Task instructions: Lay out every line of the items below as a Markdown table with two columns, Row and Line. Number the rows in order and leave out blank lines.

───

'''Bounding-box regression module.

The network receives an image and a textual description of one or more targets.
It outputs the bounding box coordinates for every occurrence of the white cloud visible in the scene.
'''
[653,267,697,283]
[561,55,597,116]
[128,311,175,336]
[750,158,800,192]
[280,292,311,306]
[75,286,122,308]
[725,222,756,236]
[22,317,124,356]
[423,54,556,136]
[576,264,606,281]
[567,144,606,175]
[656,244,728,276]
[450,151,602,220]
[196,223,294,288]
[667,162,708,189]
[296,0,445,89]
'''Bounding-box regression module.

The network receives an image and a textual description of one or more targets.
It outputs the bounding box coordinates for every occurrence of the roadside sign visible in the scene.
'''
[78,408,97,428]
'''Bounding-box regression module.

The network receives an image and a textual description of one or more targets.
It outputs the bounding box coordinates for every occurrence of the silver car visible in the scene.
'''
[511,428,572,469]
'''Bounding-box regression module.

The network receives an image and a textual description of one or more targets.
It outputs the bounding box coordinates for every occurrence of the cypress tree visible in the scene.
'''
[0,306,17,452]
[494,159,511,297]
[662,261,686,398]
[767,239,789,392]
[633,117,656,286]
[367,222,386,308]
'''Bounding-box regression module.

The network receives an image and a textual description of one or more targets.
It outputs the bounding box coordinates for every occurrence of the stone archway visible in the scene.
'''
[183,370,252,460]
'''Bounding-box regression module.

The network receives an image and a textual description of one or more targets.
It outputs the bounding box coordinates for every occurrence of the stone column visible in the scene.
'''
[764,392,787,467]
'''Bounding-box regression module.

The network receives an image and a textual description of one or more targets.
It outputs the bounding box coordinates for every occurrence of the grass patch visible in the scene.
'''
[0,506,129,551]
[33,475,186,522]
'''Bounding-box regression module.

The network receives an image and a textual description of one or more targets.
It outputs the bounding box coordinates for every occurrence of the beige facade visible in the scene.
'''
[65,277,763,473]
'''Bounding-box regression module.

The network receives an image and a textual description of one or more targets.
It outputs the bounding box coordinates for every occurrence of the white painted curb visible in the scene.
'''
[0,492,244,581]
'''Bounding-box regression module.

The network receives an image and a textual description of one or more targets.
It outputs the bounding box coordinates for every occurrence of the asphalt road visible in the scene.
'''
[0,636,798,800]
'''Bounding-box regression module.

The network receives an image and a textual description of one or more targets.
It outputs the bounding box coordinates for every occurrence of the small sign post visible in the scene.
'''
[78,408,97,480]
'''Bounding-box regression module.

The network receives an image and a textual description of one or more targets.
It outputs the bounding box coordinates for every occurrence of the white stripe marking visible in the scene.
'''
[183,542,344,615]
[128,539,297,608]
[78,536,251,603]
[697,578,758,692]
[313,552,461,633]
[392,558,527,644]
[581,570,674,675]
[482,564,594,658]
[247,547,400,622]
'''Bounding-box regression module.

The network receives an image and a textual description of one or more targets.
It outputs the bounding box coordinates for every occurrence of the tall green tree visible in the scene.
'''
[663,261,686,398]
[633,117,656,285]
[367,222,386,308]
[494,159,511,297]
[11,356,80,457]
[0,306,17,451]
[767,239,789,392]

───

Answer to the exercise:
| Row | Line |
|---|---|
| 1 | '''Bounding-box regression module. |
| 2 | The network receives an image and a textual description of one or more targets. |
| 3 | It outputs the bounding box coordinates for every occurrence of the white cloud visible in the scene. |
| 4 | ''' |
| 5 | [653,267,697,283] |
| 6 | [561,55,597,116] |
| 7 | [128,311,175,336] |
| 8 | [750,158,800,192] |
| 9 | [280,292,311,306] |
| 10 | [75,286,122,308] |
| 11 | [725,222,756,236] |
| 12 | [22,317,124,356] |
| 13 | [423,54,556,136] |
| 14 | [576,264,606,281] |
| 15 | [567,144,606,175] |
| 16 | [656,244,728,276] |
| 17 | [450,151,602,220] |
| 18 | [196,223,294,288] |
| 19 | [667,162,708,189] |
| 20 | [296,0,445,89] |
| 21 | '''Bounding-box regression module. |
| 22 | The network receives an image and a textual description of one or more targets. |
| 23 | It outputs the bounding box coordinates for every occurrence of the roadside sign visible in the scene. |
| 24 | ''' |
| 25 | [78,408,97,428] |
| 26 | '''Bounding-box regression module. |
| 27 | The network receives an image and a textual description of one or more targets. |
| 28 | It outputs the bounding box coordinates for every occurrence of the silver car visible in the scene. |
| 29 | ''' |
| 30 | [511,428,572,469] |
| 31 | '''Bounding-box regression module. |
| 32 | The network receives an image and a textual description of one or more targets. |
| 33 | It outputs the bounding box coordinates for every occurrence of the cypress tree visible in the scene. |
| 34 | ''' |
| 35 | [0,306,17,452] |
| 36 | [494,159,511,297] |
| 37 | [662,261,686,398] |
| 38 | [767,239,789,392] |
| 39 | [633,117,656,286] |
| 40 | [367,222,386,308] |
| 41 | '''Bounding-box regression module. |
| 42 | The network receives an image and a textual description of one or more targets. |
| 43 | It outputs the bounding box coordinates for every occurrence of the stone archway visible in the scene. |
| 44 | ''' |
| 45 | [183,370,252,460] |
| 46 | '''Bounding-box regression module. |
| 47 | The network receives an image and a textual description of one or more targets. |
| 48 | It outputs the bounding box coordinates for every occurrence of the stone column visible in the scene. |
| 49 | ''' |
| 50 | [764,392,787,467] |
| 51 | '''Bounding-box regression module. |
| 52 | The network receives an image and a textual description of one or more targets. |
| 53 | It outputs the bounding box coordinates for every occurrence of the grass patch visible in the scene. |
| 54 | ''' |
| 55 | [0,506,129,551] |
| 56 | [33,475,186,522] |
| 57 | '''Bounding-box regression module. |
| 58 | The network receives an image and a textual description of one or more targets. |
| 59 | It outputs the bounding box coordinates for every occurrence of the beige facade visible in the scene. |
| 60 | ''' |
| 61 | [65,277,763,473] |
| 62 | '''Bounding-box regression module. |
| 63 | The network receives an image and a textual description of one or more targets. |
| 64 | It outputs the bounding box coordinates for every occurrence of the white painted curb visible in the scene. |
| 65 | ''' |
| 66 | [0,492,244,581] |
| 67 | '''Bounding-box regression module. |
| 68 | The network receives an image and a textual description of one or more targets. |
| 69 | It outputs the bounding box coordinates for every occurrence of the asphalt road visible in the scene. |
| 70 | ''' |
| 71 | [0,636,798,800] |
| 72 | '''Bounding-box regression module. |
| 73 | The network receives an image and a textual description of one or more targets. |
| 74 | It outputs the bounding box coordinates for every occurrence of the small sign post visible in the scene. |
| 75 | ''' |
| 76 | [78,408,97,480] |
| 77 | '''Bounding-box regression module. |
| 78 | The network receives an image and a textual description of one or more targets. |
| 79 | It outputs the bounding box coordinates for every occurrence of the white stripe marking visible in the scene. |
| 80 | ''' |
| 81 | [183,542,344,615] |
| 82 | [128,539,297,608] |
| 83 | [78,536,251,603] |
| 84 | [697,578,758,692] |
| 85 | [313,552,461,633] |
| 86 | [392,558,527,644] |
| 87 | [581,570,674,675] |
| 88 | [482,564,594,658] |
| 89 | [247,547,400,622] |
| 90 | '''Bounding-box regression module. |
| 91 | The network receives an image and a textual description of one or more targets. |
| 92 | It outputs the bounding box coordinates for every occurrence of the tall green tree visible in the scene. |
| 93 | ''' |
| 94 | [663,261,686,398] |
| 95 | [633,117,656,285] |
| 96 | [367,222,386,308] |
| 97 | [494,159,511,297] |
| 98 | [11,356,80,457] |
| 99 | [0,306,17,451] |
| 100 | [767,239,789,392] |